Excerpts from point annotation data:
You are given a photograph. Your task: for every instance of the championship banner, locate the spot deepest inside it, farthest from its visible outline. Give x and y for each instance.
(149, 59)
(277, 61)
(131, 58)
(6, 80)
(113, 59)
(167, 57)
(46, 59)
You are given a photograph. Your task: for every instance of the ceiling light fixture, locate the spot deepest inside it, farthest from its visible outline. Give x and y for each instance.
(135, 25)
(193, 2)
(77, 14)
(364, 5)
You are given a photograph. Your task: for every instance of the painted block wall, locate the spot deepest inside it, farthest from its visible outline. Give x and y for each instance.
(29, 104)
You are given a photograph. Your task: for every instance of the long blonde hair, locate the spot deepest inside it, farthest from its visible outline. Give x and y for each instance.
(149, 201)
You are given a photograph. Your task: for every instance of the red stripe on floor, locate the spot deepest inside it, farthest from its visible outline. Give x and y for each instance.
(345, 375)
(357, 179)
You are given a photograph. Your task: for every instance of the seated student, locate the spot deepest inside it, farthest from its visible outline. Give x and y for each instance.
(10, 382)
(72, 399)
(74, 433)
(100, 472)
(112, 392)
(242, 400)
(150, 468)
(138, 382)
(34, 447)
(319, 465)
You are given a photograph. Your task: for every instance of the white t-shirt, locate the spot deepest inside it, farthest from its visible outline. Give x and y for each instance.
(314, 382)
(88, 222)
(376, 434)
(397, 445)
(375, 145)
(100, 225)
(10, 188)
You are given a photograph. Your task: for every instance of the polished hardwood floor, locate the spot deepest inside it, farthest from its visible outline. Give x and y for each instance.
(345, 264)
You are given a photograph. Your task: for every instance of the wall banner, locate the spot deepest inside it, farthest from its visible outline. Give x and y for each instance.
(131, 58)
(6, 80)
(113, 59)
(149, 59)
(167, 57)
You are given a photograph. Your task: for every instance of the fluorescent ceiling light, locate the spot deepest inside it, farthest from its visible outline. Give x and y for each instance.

→ Work instructions:
Return every one of the records above verbatim, line for line and in the same order.

→ Final result:
You are given a photograph. Your task: for every instance of the championship banner, locate the spot deepest inside it, farthest from its visible outline. Give x and y for each instance.
(149, 59)
(277, 61)
(131, 58)
(6, 80)
(113, 59)
(167, 57)
(46, 59)
You are given a photograph. Your task: for every instance of the ceiling light fixture, locate the spot deepest inside it, farthest from its visible outline. Give x and y for each instance.
(135, 25)
(193, 2)
(77, 14)
(364, 5)
You are given a photograph. Your task: for every instance of the painted block wall, locate the spot deepest inside it, farthest from its visible outline. Give x and y for each instance.
(29, 104)
You are given a photograph. Your task: for every instance of the long blonde hair, locate the spot deepest inside it, farthest from its visible outline. Give x and y for each instance.
(149, 201)
You are given a photograph. Your task: for every instance of the red stripe on floor, locate the spot deepest inside it, farthest from its visible outline. Give x and y for each instance.
(345, 375)
(357, 179)
You are given a photograph. Your task: for every instance of the seated student, locate the spot deepest inside it, farthest from its visible outline. Give x and y for each instance.
(10, 382)
(72, 399)
(74, 433)
(100, 472)
(112, 392)
(242, 400)
(150, 468)
(138, 382)
(34, 447)
(319, 465)
You are given a photograph. Your task: for every instance of the white t-shirt, locate the spot deepest inside it, farthest from its visible outline. Give x and y for each instance.
(314, 382)
(88, 222)
(376, 434)
(397, 445)
(375, 145)
(100, 225)
(10, 188)
You are given a photograph. Your task: for every instance of the polished hardwood floor, locate the spot deepest inside it, farthest from its visible outline. Give x and y for each instance.
(345, 264)
You are given a photograph. Your task: for every instance of the wall banner, locate the spot deepest inside it, farthest from its visible outline. Give x and y for each instance.
(131, 58)
(6, 80)
(113, 59)
(149, 59)
(167, 57)
You are given a photograph. Your task: for every instance of the fluorescent ceiling light, locate the spot deepest inside it, farthest from its visible outline. Give x and y for each instance.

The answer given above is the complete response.